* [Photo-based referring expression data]
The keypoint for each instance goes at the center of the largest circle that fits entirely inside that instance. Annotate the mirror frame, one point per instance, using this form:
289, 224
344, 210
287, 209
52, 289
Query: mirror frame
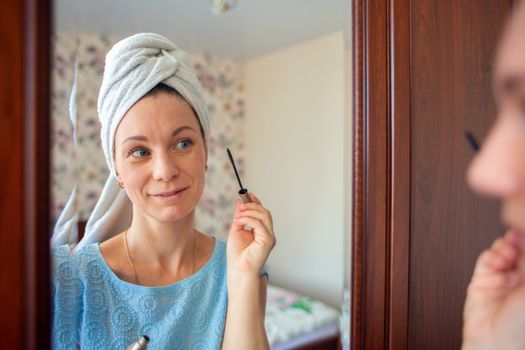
37, 26
370, 268
381, 174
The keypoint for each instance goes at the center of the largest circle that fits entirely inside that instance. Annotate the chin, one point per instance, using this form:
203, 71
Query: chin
172, 214
514, 218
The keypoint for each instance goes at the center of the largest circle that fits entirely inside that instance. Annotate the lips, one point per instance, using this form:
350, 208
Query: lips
169, 194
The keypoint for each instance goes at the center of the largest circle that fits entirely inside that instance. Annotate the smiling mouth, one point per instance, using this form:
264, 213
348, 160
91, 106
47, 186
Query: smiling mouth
170, 194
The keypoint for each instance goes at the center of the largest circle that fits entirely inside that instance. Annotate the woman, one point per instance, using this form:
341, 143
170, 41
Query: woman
494, 314
142, 268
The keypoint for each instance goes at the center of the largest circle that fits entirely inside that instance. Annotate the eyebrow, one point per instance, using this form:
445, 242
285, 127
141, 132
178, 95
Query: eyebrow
144, 138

* [TASK GOAL] With the images left out, set down each record exactly as it appears.

* [EXERCISE RESPONSE]
The keypoint for each instance goes at the center of the largest circle that fits entirely inside that instance. Annotate the mirror frame, one point per instance, using this form:
289, 224
344, 210
287, 209
52, 289
Query: mirror frame
37, 26
370, 268
381, 174
The keypoint for each instance goes at the center of the largest circle that fits entirely inside that instance. Annotate the chin, one point per instance, using this form:
203, 71
Query: chin
172, 214
514, 218
The keypoint for each instance goes at the center of the largest circle that fits entirely inside that instance. Annotate the lips, one point per instance, using this form:
350, 208
Query: lips
169, 194
The keypoint for each instance goes at the center of the largest circle that fits entirely inside that instance. Annotate the smiling mouth, one point per instance, using this form:
264, 213
348, 160
91, 106
47, 186
Query: smiling mouth
170, 194
The keypoint for each instance goes at the center of the largest circle that fits entirely inside that instance. Annotate the woman, one point per instance, using this form:
341, 143
170, 41
Query: woman
494, 314
142, 268
The keypoint for each instance goes at the center of the largest circle that fits entirely inside that instance. Annotate the eyebrow, one point per instance, using this form:
445, 242
285, 127
141, 132
178, 95
Query: eyebrow
144, 138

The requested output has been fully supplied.